Referring expression pointing data –

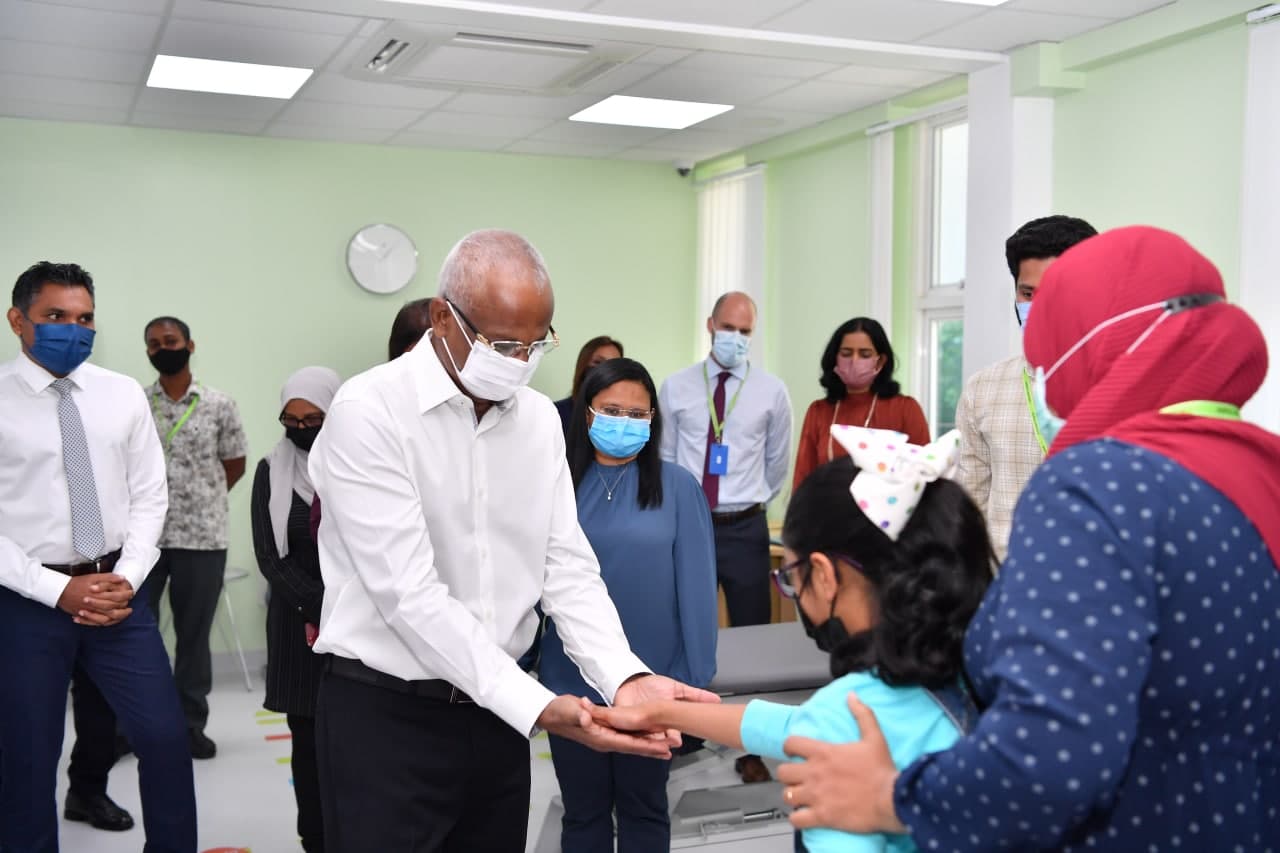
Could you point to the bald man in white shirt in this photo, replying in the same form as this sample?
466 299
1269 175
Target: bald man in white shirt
448 514
82 502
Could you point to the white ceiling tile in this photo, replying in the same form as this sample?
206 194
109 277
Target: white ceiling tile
136 7
328 133
873 19
240 44
85 63
720 63
528 105
1002 30
328 86
54 90
512 127
448 141
54 24
265 17
736 13
1115 9
888 77
202 123
620 78
563 149
63 112
819 96
590 133
176 103
705 86
348 114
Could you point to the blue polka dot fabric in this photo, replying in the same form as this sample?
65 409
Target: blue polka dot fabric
1129 656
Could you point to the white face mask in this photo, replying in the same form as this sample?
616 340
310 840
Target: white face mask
488 375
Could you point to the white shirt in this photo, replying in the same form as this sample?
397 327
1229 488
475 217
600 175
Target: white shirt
757 429
439 536
35 505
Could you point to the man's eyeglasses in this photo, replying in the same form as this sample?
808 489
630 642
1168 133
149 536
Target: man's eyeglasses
635 414
310 422
787 583
510 349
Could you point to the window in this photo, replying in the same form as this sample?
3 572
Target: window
944 199
730 246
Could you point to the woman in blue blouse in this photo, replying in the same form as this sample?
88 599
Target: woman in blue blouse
649 525
1129 651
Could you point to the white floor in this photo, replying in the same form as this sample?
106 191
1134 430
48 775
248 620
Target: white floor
246 797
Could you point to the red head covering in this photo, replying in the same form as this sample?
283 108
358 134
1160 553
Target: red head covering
1211 352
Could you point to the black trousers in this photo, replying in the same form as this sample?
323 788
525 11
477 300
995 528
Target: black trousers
743 569
411 775
597 784
306 783
195 584
94 753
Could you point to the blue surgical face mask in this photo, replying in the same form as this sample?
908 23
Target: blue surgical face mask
618 437
60 347
730 347
1023 310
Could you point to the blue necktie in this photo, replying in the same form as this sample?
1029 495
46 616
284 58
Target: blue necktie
86 514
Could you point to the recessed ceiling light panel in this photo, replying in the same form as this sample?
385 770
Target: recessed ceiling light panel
648 112
227 78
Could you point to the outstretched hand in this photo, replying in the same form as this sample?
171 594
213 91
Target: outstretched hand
842 785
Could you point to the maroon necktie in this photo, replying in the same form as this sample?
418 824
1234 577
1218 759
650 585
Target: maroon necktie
711 482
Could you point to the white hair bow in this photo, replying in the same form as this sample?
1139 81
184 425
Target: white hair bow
892 471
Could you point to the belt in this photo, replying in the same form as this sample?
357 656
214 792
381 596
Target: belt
100 566
434 689
730 518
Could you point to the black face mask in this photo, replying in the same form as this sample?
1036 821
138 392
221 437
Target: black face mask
830 634
170 361
302 437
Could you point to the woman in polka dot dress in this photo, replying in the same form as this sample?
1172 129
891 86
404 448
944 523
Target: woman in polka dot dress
1129 652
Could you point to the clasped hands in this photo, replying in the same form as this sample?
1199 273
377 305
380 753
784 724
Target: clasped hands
579 719
97 600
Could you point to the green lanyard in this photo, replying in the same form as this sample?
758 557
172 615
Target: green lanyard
1031 407
1203 409
168 439
717 424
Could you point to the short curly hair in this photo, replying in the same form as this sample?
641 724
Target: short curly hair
927 585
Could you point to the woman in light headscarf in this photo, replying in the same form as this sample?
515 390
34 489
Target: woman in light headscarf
287 557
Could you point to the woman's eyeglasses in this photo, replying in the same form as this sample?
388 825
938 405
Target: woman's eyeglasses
310 422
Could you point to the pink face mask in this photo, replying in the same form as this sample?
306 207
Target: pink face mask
855 372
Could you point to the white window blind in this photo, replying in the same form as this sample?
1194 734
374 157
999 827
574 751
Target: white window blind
730 247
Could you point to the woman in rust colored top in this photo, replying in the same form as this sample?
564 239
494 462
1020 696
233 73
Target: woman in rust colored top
858 375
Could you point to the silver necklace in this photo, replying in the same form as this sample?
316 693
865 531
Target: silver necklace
608 489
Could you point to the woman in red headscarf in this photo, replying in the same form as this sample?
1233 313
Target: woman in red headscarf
1128 655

Aim of the task – Repeat every line above precisely; pictures do not belong in the copy.

Problem solution –
Could you point to the bald man in white shirt in this photo, replying in the same form as this sample?
466 299
1269 175
Target: bald man in white shirt
448 514
82 502
Could you point to the white ceiling tile in this photo, replying in the same form as this sample?
206 194
109 277
Target: white ceiling tile
136 7
328 133
873 19
240 44
85 63
720 63
528 105
1002 30
328 86
54 90
512 127
448 141
54 24
265 17
736 13
1115 9
888 77
202 123
620 78
563 149
63 112
819 96
590 133
176 103
705 86
348 114
Could you point to the blue polka dot fabric in this photo, replying in the same form as this sample?
65 409
Target: blue polka dot fabric
1129 656
Could you point to the white face mask in this photo, replying in the same form as this sample?
616 340
310 840
Target: white face mask
488 375
Could you point to the white shirt in this photo, replying in the same form as this sample?
397 327
1229 488
475 217
600 175
Target: white shirt
757 429
439 536
35 505
Could you point to the man's eyeglasses in this photo, replying in the same form as this sample?
808 489
630 642
1168 133
149 536
Target: man's eyeglasses
635 414
310 422
787 583
510 349
Could you point to the window in this photo, replying in the same form as this sample?
3 572
Target: window
944 199
730 246
Could you point to the woman in blue blouse in this photo, replying in the same form as this sample?
88 599
Target: woman in blue blouse
649 525
1129 651
Could you point to the white floor in this photo, replying in the same form as this sample?
106 191
1134 430
48 775
248 620
Target: white floor
246 797
Could you point to the red head covering in this photo, replying in the same form as this sample?
283 108
358 134
1160 553
Target: red head covering
1211 352
Could you point to the black trousers in this photo, replying in the same form as this sample?
323 788
525 11
477 300
995 528
Target: black trousers
743 569
411 775
597 784
306 783
195 584
94 753
Could you point to the blue surgical face mask in this photo, replying in the same form as this sample?
908 23
Target: blue surgical face mask
618 437
60 347
730 347
1023 310
Could you point to the blue necktie in this photo, replying in the same form as this sample?
1029 495
46 616
284 58
Target: blue necktie
86 514
Could you point to the recessed ceiling light panel in this photo, replying in the same form as this sample?
385 770
Target: recessed ceiling light panel
648 112
227 78
Could you point to the outstretched hand in this photo, replying in the same form as this sample?
171 594
213 91
Target: outstretched hand
842 785
Could you point to the maroon necktie in this photo, replying in the same form as this sample?
418 824
1234 577
1218 759
650 585
Target: maroon necktie
711 482
Could you point to the white hair bow in this photo, replying in the same form as this sample?
1139 81
184 425
Target: white hair bow
892 471
Could you point to the belt in this photo, replying in the same form as this sample?
357 656
214 792
381 596
Target: belt
100 566
434 689
730 518
Could you point to the black face mask in this photo, replying in the same form as this sample?
1036 821
138 392
221 437
Target: black face mask
830 634
170 361
302 437
Could you point to the woman in polka dot dress in this photo, replying in the same form as this sample?
1172 129
891 86
404 448
944 523
Target: woman in polka dot dress
1129 652
Could you point to the clasped hands in this photo, replying in the same form as this sample?
1199 273
377 305
380 753
784 724
Target: clasped hands
579 719
97 600
Could you point to the green lanyard in this photo, replying in the same form as this sample?
758 557
172 615
Target: green lanyard
1031 407
1203 409
168 439
717 424
Could you point to the short curly hair in this photo, replying in the same form as this sample?
641 724
Target: short curly hair
927 585
Could you point to the woman in light headscarf in this photo, replying in the same form as this sample?
515 390
34 489
Target: woman in light headscarf
287 557
Could you point to the woman's eyeglasses in this photo, replying in the same form as this sample?
388 825
938 405
Target: woman's eyeglasses
310 422
Could you point to the pink face mask in this photo, replying in the same form as this sample?
306 207
Target: pink face mask
855 372
Could you point to the white window blind in this photo, replying in the same form as this sample?
1194 734
374 157
999 827
574 751
Target: white window blind
730 247
Could you point to the woman in rust colored top in this photo, replying in the same form as this sample?
564 239
494 462
1020 696
233 73
Target: woman in rust colored top
858 375
Could you point to the silver necklace in this photo, replying in the same form as this sample?
316 693
865 531
Target: silver necklace
608 489
Could you point to the woman in red headscarf in this photo, replying in the same form as this sample?
1233 313
Target: woman in red headscarf
1128 655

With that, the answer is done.